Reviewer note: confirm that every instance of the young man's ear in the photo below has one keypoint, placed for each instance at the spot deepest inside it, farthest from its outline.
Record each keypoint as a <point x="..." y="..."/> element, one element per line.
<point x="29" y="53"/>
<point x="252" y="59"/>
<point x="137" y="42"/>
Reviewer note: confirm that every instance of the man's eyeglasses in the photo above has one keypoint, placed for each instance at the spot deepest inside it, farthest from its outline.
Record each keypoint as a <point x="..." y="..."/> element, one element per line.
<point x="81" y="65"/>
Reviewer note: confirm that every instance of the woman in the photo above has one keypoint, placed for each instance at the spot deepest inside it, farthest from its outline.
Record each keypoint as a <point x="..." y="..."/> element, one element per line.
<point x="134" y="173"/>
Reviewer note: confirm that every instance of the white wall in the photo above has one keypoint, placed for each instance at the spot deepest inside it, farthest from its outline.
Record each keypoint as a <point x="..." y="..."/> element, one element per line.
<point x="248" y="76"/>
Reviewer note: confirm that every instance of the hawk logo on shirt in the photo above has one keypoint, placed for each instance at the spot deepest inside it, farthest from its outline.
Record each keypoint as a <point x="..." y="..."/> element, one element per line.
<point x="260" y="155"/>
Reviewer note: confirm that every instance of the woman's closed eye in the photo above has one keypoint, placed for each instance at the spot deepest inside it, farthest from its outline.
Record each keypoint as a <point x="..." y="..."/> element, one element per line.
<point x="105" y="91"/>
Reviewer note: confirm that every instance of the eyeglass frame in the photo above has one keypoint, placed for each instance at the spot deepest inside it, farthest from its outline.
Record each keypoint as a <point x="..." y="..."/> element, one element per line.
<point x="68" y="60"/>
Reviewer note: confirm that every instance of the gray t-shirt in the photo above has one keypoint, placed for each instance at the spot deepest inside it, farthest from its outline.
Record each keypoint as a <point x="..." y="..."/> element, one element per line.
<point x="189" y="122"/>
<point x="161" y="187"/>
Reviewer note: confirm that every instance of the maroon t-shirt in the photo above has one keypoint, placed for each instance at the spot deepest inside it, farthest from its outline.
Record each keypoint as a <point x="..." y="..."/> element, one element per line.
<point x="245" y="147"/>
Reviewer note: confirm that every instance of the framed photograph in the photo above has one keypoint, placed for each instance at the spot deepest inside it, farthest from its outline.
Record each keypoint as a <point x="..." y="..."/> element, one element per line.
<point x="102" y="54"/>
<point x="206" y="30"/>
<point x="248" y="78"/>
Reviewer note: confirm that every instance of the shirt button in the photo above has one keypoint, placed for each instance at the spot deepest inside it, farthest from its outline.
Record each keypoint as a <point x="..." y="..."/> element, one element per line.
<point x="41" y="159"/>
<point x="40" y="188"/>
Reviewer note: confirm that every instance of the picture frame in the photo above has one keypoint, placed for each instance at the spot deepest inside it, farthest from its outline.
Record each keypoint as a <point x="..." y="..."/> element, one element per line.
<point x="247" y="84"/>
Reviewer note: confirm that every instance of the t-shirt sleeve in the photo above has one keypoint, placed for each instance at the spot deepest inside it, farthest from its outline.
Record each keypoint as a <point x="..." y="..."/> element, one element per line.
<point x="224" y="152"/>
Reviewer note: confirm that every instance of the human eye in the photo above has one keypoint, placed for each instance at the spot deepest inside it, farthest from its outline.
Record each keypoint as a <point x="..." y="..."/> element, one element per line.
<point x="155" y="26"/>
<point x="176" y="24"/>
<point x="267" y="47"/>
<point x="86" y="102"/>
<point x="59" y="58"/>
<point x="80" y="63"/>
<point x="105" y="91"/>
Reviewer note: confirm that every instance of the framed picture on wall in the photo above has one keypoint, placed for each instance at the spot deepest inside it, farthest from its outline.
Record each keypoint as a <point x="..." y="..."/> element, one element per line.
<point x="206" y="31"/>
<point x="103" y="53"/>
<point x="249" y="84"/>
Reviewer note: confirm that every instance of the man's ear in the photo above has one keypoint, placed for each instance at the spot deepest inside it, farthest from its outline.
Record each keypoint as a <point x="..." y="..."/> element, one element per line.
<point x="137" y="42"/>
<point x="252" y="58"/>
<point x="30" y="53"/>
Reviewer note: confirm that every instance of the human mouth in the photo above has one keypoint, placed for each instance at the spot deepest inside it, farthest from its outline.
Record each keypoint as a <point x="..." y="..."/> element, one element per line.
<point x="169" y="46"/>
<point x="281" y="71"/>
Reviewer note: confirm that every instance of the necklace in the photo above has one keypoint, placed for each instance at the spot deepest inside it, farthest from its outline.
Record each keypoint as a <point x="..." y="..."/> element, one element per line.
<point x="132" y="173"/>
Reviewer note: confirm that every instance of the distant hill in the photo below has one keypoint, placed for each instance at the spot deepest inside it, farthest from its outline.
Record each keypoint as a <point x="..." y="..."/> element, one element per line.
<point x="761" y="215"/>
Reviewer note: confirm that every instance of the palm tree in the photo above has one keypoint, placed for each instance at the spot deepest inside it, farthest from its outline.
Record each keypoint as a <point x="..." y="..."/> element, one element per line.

OBJETIVO DO EXERCÍCIO: Pode reescrever toda a listagem acima trocando "Reviewer note" por "Audit note" e mantendo todo o resto igual?

RESPOSTA À TAREFA:
Audit note: confirm that every instance of the young man's ear in the photo below has one keypoint, placed for each instance at the spot deepest inside it, farthest from its outline.
Record each keypoint as a <point x="..." y="..."/> element, one element per line.
<point x="29" y="53"/>
<point x="252" y="59"/>
<point x="137" y="42"/>
Audit note: confirm that every instance of the man's eyeglasses in the photo above has one keypoint, placed for each instance at the spot deepest inside it, farthest from its outline.
Record each keypoint as a <point x="..." y="..."/> element, one element per line.
<point x="81" y="65"/>
Audit note: confirm that every instance of the woman in the photo above has one keypoint, placed for each instance at the spot deepest inside it, farthest from its outline.
Record each keypoint as a <point x="..." y="..."/> element, one element per line.
<point x="134" y="173"/>
Audit note: confirm that every instance of the white wall in the photo above has one keypoint, placed for each instance at the spot deepest inside it, farthest from its outline.
Record each keypoint as a <point x="..." y="..."/> element, one element per line.
<point x="248" y="76"/>
Audit note: confirm that every instance of the hawk logo on shirt in the photo above has one keypoint, placed for each instance at the spot deepest inside it, farthest from its outline.
Record each keypoint as a <point x="..." y="..."/> element, one element per line.
<point x="260" y="155"/>
Audit note: confirm that every instance of the woman's closed eye in the photo above has one keypoint, placed for each instance at the spot deepest inside it, farthest from its outline.
Record each keypoint as a <point x="..." y="..."/> element, one element per line.
<point x="105" y="91"/>
Audit note: confirm that every instance of the eyeglass frame in the photo above has one keypoint, placed for each instance at the spot deepest inside it, farthest from its outline.
Record each keypoint as a <point x="..." y="..."/> element, one element per line.
<point x="68" y="60"/>
Audit note: confirm that every instance of the gray t-shirt in the photo above has one keypoint, placed for each instance at the spot deepest inside it, farthest from its outline.
Record each keypoint as a <point x="..." y="..."/> element, one element per line.
<point x="189" y="122"/>
<point x="161" y="187"/>
Audit note: confirm that every instance of the maroon t-shirt in the photo above has one keypoint, placed for each instance at the spot deepest inside it, farthest from its outline.
Record each keypoint as a <point x="..." y="..."/> element, one element per line.
<point x="245" y="147"/>
Audit note: confirm that every instance of the framed photograph in the photo above has one keypoint, placed for each instance at the spot deepest inside it, farthest from its outline.
Record each keypoint as a <point x="..." y="..."/> element, one element per line.
<point x="102" y="54"/>
<point x="206" y="30"/>
<point x="248" y="78"/>
Audit note: confirm that every instance of the shirt button in the photo above has one keypoint, placed for each instance at the spot deepest inside it, farthest from its outline.
Record each keypoint as a <point x="..." y="..."/> element, one element per line.
<point x="41" y="159"/>
<point x="40" y="188"/>
Audit note: confirm that every instance of the picture frame in the photo above has one keypoint, placed for each instance at the spot deepest inside it, farthest from its outline.
Record each keypoint as a <point x="..." y="..."/> element, one element per line.
<point x="247" y="84"/>
Audit note: confirm that every instance of the t-shirt sleeve in the photo above has one keypoint, placed for each instance at the spot deepest inside it, farthest from its outline.
Record each keypoint as a <point x="..." y="..."/> element, one element per line.
<point x="224" y="152"/>
Audit note: confirm that every instance of the human eye in the photo above has one keypoint, placed for each instance at the spot deepest inside it, farthest from its outline.
Record each keypoint as a <point x="..." y="..."/> element, one element per line.
<point x="155" y="26"/>
<point x="176" y="24"/>
<point x="267" y="47"/>
<point x="86" y="102"/>
<point x="59" y="58"/>
<point x="80" y="63"/>
<point x="105" y="91"/>
Audit note: confirm that every instance of the framed picture on wall in the photo above has one keypoint, placed for each instance at the spot deepest inside it, farthest from its outline.
Record each keypoint as a <point x="..." y="..."/> element, one element per line.
<point x="206" y="31"/>
<point x="103" y="53"/>
<point x="249" y="84"/>
Audit note: confirm that every instance of the man's ear in the photo above has one keypoint, placed for each instance at the spot deepest inside it, farthest from its outline.
Record each keypoint as a <point x="..." y="..."/> element, one element per line.
<point x="137" y="42"/>
<point x="252" y="58"/>
<point x="30" y="53"/>
Audit note: confirm that every instance of the human mouth in the photo above has one keypoint, placed for each instance at the spot deepest inside it, farthest from its outline.
Record each keypoint as a <point x="..." y="..."/> element, one element per line.
<point x="169" y="46"/>
<point x="281" y="71"/>
Audit note: confirm that every instance of the necklace in the photo above has one keypoint, placed for each instance at the spot deepest inside it, farthest from its outline.
Record each keypoint as a <point x="..." y="..."/> element, one element per line.
<point x="132" y="173"/>
Audit note: confirm that every instance of the distant hill in the photo below has one keypoint, placed for each instance at the spot deepest inside it, farthest from its outline.
Record each keypoint as a <point x="..." y="..."/> element, one element per line.
<point x="761" y="215"/>
Audit note: confirm that every instance of the palm tree in the photo above has one keypoint, placed for each instance at the spot deepest inside it, farthest from its outline.
Record each keypoint as a <point x="..." y="..."/> element, one element per line.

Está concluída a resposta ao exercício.